EXERCISE AIM: How many lines in the entries below contain the string "black"? Case matters, and the reply should be the number alone.

INPUT ROWS:

-----

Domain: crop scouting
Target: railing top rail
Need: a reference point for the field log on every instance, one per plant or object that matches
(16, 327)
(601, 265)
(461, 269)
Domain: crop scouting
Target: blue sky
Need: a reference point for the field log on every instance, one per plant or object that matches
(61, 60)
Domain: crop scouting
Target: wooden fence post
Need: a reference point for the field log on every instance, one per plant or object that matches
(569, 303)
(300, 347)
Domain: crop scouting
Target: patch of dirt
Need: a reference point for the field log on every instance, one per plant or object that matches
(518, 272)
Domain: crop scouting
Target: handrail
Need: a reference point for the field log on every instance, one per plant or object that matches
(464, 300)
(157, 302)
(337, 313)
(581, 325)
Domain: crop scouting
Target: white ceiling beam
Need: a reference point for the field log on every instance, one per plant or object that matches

-----

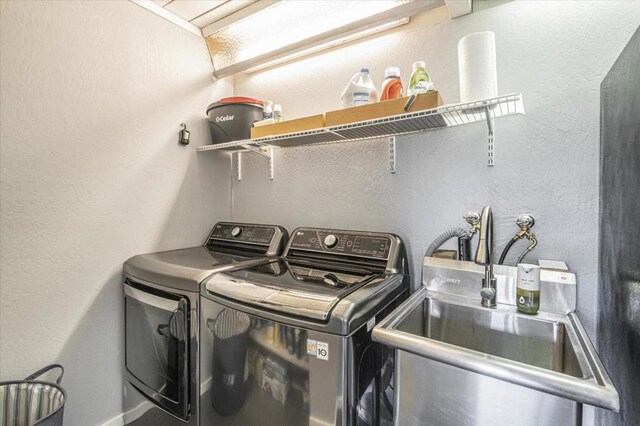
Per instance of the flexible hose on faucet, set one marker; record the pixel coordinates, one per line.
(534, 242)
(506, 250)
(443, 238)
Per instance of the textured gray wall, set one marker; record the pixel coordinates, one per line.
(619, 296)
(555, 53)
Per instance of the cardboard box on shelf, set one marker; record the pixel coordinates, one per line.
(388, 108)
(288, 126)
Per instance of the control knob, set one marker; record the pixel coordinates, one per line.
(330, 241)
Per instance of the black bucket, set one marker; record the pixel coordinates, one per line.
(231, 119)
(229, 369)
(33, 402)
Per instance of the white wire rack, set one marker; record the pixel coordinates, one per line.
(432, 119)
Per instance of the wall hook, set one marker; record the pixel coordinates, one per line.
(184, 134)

-----

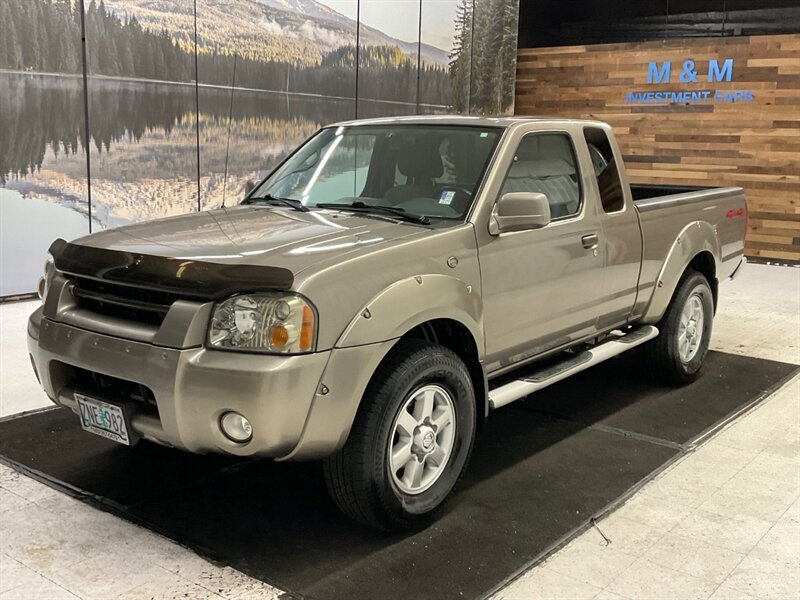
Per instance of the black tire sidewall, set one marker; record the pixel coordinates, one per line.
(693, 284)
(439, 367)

-----

RESPONSE: 2